As well as listening to parents and supporting their roles, doctors should see young people alone for part of the consultation, taking a psychosocial history and carefully maintaining confidentiality.
Recognition of the growing burden of chronic illness has led to health policy responses, both globally1-4 and in Australia, increasingly referring to self-management.5-7 However, the term “self-management” means different things to different people.8,9 On the one hand, it can mean simply living with a chronic illness in ways that allow a person to “get on with life” as much as possible. On the other, it can refer to a set of medical constructs about what constitutes good disease management from the health professional’s perspective, such as adherence with treatment regimens. The concept of self-management is typically based on the notion that it will improve wellbeing and strengthen self-determination and participation in health care, while reducing health care utilisation and health costs.2-4
Most of the self-management literature has focused on older populations, in which the burden and costs of chronic illness and disability are increasingly evident. However, chronic illness, disab-ility, developmental delay and behaviour problems are also prevalent in children and adolescents. Although there is no consistent definition of either “chronic illness” or “disability” in paediatrics, existing definitions have included the concepts of (a) having particular service needs; (b) carrying a diagnosis of a specific physical or mental condition; and (c) exhibiting specified functional deficits.10 Children with “special health care needs” have been defined as those who “have or are at increased risk for a chronic physical, developmental, behavioural, or emotional condition and who also require health and related services of a type beyond that required by children generally”.10,11 Using this definition, 15%–20% of children and adolescents have a significant ongoing health care need related to a chronic health condition.11
Chronic illness can affect adolescents in myriad ways. In addition to the demands of complex treatment regimens, chronic illness can affect the rate of young people’s growth and development, their appearance, identity, mental health, relationships with peers, and engagement with education and employment.12 Chronic illness in children and adolescents can also profoundly affect family function, sibling experiences and marital relationships. Supporting adolescents with chronic illness can be especially challenging for parents and health professionals alike. In comparison with younger children, who generally acquiesce to parental requests around health, young people no longer automatically do what they are told. As adolescents mature, they learn to become more engaged in self-care. Here we consider the usefulness of the concept of self-management in caring for adolescents with chronic illness and how this might differ from efforts to promote self-management in adults.

» Assigned task: Type out the passage on self-management in chronic illness word for word, starting at "As well as listening" and ending at "carefully maintaining confidentiality.". The records have nothing to do with the passage on self-management in chronic illness.

» Excerpted data:
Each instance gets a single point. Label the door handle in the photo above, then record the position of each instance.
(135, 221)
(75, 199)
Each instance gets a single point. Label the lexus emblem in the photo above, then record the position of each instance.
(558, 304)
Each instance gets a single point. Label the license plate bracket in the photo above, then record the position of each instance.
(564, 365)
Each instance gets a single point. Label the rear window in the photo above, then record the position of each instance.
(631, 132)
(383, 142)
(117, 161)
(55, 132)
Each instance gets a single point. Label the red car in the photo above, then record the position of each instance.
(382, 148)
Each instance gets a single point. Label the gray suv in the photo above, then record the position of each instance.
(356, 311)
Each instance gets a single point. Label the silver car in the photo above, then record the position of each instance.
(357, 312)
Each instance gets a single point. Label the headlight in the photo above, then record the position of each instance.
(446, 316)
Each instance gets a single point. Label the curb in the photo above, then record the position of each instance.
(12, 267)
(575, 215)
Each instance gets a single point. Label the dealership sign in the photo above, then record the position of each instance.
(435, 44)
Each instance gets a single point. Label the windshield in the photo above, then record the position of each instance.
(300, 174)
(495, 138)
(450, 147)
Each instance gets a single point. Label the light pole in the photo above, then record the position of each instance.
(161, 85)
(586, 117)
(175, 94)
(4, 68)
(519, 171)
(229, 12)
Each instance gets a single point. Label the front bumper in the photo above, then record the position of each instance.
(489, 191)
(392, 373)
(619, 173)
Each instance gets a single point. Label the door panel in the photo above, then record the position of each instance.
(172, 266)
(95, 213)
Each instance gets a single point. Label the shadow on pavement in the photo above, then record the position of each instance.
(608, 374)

...

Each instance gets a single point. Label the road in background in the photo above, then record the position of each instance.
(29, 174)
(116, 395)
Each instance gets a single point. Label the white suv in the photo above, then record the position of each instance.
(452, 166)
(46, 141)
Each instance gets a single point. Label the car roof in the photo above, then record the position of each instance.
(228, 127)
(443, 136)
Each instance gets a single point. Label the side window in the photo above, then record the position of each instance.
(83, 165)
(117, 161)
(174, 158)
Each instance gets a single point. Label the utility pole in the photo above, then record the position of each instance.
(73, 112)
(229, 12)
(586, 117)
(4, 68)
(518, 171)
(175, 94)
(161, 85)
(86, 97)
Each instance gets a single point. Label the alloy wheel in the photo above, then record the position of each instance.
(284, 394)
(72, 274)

» Output for this task:
As well as listening to parents and supporting their roles, doctors should see young people alone for part of the consultation, taking a psychosocial history and carefully maintaining confidentiality.